What you need to do ::
The expected output is every entry that follows, reproduced exactly.

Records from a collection
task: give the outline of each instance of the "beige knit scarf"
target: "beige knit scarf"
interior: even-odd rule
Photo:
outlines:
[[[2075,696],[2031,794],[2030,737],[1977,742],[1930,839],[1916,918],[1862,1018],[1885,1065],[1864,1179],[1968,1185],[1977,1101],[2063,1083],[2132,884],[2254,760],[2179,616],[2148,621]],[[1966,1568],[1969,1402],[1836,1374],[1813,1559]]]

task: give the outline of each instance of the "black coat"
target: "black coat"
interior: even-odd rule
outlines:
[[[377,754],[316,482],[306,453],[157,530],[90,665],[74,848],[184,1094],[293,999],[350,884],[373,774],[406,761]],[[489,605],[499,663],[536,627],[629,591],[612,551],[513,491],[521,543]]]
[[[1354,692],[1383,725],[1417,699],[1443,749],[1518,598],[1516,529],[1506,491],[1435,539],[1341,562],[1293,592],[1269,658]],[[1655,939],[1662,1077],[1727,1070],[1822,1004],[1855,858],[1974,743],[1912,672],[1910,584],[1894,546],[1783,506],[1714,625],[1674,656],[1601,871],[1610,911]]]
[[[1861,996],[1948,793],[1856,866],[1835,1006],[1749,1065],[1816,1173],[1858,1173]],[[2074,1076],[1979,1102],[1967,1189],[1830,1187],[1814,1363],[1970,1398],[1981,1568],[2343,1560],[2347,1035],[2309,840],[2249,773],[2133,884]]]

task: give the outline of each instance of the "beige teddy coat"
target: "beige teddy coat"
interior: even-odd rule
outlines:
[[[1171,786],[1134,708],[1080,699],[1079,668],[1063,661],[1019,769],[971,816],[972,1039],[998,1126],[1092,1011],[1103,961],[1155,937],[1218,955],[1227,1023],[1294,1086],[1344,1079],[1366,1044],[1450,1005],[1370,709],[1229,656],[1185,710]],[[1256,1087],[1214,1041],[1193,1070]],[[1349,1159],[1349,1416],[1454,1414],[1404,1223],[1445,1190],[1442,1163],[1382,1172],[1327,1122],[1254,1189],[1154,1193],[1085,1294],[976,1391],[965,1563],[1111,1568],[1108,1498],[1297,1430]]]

Written response ::
task: give the outline of each instance of the "beige knit scarf"
target: "beige knit scarf"
interior: even-odd rule
Photo:
outlines:
[[[2075,696],[2031,794],[2030,737],[1977,742],[1930,839],[1916,918],[1862,1018],[1885,1065],[1864,1179],[1968,1185],[1977,1101],[2063,1083],[2132,884],[2254,760],[2179,616],[2148,621]],[[1966,1568],[1969,1402],[1836,1374],[1813,1559]]]

task: give the outline of each instance of the "black coat"
target: "black coat"
interior: even-odd rule
outlines:
[[[377,754],[316,482],[306,453],[157,530],[90,665],[74,848],[184,1094],[293,999],[350,884],[373,774],[406,761]],[[489,605],[499,663],[536,627],[629,591],[612,551],[513,491],[521,543]]]
[[[1354,692],[1383,725],[1417,699],[1443,749],[1518,598],[1516,529],[1506,491],[1435,539],[1341,562],[1293,592],[1269,658]],[[1655,939],[1662,1077],[1727,1070],[1822,1004],[1855,858],[1974,743],[1912,672],[1910,584],[1894,546],[1783,506],[1714,625],[1674,656],[1601,871],[1610,911]]]
[[[1861,996],[1948,793],[1856,866],[1835,1006],[1749,1065],[1816,1173],[1858,1173]],[[2074,1076],[1979,1102],[1967,1189],[1830,1187],[1814,1363],[1970,1398],[1981,1568],[2343,1560],[2347,1035],[2309,840],[2249,773],[2133,884]]]

task: give the outline of each instance of the "beige teddy coat"
target: "beige teddy coat"
interior: even-odd rule
outlines:
[[[1171,786],[1134,708],[1080,699],[1079,668],[1063,661],[1019,769],[971,816],[972,1039],[998,1126],[1092,1011],[1103,961],[1155,937],[1218,955],[1227,1023],[1294,1086],[1344,1079],[1366,1044],[1450,1005],[1370,709],[1229,656],[1185,710]],[[1256,1087],[1214,1041],[1193,1070]],[[1349,1159],[1349,1416],[1454,1414],[1404,1223],[1445,1190],[1442,1163],[1382,1172],[1327,1122],[1254,1189],[1154,1193],[1085,1294],[976,1391],[965,1563],[1111,1568],[1108,1498],[1297,1430]]]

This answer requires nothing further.